## Task to carry out
Write out everything from the line containing "Objective — for the browned" down to the last of the lines below as a numbered list, skipping any blank lines.

## Provided records
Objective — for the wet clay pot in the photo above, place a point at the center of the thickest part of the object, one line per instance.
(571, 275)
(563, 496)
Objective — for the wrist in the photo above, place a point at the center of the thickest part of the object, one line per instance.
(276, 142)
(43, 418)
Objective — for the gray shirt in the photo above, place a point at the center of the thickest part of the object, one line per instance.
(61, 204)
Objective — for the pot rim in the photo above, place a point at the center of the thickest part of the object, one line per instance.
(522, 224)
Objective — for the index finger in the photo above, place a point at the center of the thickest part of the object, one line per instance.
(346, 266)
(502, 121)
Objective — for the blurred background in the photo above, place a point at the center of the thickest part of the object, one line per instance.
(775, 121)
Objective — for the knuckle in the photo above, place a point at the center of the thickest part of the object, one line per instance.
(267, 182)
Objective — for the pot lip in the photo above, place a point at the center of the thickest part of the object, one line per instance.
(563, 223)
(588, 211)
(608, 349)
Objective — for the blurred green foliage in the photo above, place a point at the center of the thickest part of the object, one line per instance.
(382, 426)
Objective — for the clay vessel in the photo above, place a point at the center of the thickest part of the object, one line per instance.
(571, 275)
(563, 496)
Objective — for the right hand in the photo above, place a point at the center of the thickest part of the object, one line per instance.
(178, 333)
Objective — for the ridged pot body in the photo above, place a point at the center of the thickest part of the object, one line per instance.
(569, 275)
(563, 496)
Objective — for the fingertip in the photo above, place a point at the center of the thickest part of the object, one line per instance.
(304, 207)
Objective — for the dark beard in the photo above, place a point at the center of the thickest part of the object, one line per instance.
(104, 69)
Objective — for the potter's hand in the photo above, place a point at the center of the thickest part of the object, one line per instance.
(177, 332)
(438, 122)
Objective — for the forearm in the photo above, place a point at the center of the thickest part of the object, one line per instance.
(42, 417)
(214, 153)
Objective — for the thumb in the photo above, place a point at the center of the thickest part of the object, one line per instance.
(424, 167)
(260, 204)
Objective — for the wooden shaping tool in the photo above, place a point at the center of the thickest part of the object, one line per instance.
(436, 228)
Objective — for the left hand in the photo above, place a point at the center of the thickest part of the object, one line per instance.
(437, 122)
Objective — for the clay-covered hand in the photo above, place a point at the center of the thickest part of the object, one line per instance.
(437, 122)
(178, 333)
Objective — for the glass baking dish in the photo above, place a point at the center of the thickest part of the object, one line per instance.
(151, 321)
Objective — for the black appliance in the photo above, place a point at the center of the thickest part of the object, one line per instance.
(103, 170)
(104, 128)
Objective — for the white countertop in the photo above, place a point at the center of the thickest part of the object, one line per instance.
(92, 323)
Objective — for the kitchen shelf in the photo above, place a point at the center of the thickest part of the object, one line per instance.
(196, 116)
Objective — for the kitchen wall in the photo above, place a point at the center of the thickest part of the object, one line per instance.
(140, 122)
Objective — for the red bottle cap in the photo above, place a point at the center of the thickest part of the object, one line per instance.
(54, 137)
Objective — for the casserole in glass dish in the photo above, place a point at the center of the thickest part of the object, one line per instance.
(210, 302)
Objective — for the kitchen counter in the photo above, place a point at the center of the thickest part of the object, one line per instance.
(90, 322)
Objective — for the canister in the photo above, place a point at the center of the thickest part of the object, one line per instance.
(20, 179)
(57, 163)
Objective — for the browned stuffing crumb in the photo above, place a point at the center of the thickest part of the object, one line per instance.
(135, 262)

## Correct output
1. Objective — for the browned stuffing crumb in the photo above, place a point at the center of the thickest part of the object, one line per instance.
2. (135, 262)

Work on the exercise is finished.